> [WHAT IS REQUIRED]
In the zoning hearing article below, reproduce the part that opens with the words containing "He was unsure" and closes with "off-street parking requirements.", substituting "representative" for "agent".

> [EXTRACTED TEXT]

EAST LIVERPOOL - A public hearing will be held by the Board of Zoning Appeals at 7 p.m. Thursday in council chambers to consider requests by two petitioners interested in constructing multi-family dwellings in the downtown area.

Soaring Eagle LLC is seeking a special exception in the central business district, where plans call for developing buildings at 415-427 Market Street, 104-110 West Fifth Street and/or 134 East Fourth Street for multi-family residential use, with the possibility of retail sales on the ground floors.

Planning Director Bill Cowan said multi-family dwelling use is allowable in the central business district with approval of a special exception by the BZA.

He said this proposal is the same one recently presented to City Council's licensing/economic development committee by Adam Hughes of Better City LLC and involves renovating the former Brooks building into workforce rental housing.

Cowan said that, although the petitioner originally was seeking a special exception for the former YMCA building on East Fourth Street, it appears the Brooks building has instead been chosen as the site for the workforce housing.

He was unsure if a special exception will still be sought for the former YMCA.

The second petitioner, John E. Richman, acting as agent for owner Paul A. Johnson Jr., is requesting a variance from the BZA for relief of minimum rear and side yard setback distances, an area variance and relief of off-street parking requirements.

Richman's proposal entails constructing a multi-family 12- to 15-unit apartment building on a lot at the intersection of West Sixth and Jefferson streets.

The proposed dwelling is a permitted use in the R-3, medium to high density residential use area but requires approval of the variances.

Asked if this proposal by Richman involves Section 8 housing that City Council and Mayor Jim Swoger have recently opposed publicly, Cowan said due to this project being privately funded, it is his understanding these apartments could be rented in any manner, including as government-subsidized housing.

The board has the option of approving the requests as submitted or with modifications or can deny the requests.

> [SUPPLIED DATA]
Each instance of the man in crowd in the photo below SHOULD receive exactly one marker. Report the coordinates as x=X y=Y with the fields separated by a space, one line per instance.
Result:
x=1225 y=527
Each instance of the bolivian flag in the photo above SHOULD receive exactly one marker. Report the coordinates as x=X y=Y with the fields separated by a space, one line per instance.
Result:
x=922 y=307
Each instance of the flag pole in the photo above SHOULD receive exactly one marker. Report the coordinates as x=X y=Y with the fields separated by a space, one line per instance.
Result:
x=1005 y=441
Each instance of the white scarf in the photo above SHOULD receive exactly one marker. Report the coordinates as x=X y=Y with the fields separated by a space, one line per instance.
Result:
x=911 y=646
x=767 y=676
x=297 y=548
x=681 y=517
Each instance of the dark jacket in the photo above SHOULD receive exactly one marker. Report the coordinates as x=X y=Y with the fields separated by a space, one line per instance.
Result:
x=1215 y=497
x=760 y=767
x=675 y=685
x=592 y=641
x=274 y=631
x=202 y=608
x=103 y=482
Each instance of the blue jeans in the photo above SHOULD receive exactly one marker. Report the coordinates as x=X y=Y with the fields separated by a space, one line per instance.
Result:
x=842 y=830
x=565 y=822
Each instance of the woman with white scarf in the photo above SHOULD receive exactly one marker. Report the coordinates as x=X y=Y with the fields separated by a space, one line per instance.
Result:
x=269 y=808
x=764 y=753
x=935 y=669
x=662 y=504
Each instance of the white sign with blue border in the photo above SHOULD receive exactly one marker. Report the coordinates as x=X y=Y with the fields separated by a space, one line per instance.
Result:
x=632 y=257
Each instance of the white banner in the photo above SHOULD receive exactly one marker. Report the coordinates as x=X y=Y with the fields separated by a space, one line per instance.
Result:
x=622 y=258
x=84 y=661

> [REPLY TO THE EXERCISE]
He was unsure if a special exception will still be sought for the former YMCA.

The second petitioner, John E. Richman, acting as representative for owner Paul A. Johnson Jr., is requesting a variance from the BZA for relief of minimum rear and side yard setback distances, an area variance and relief of off-street parking requirements.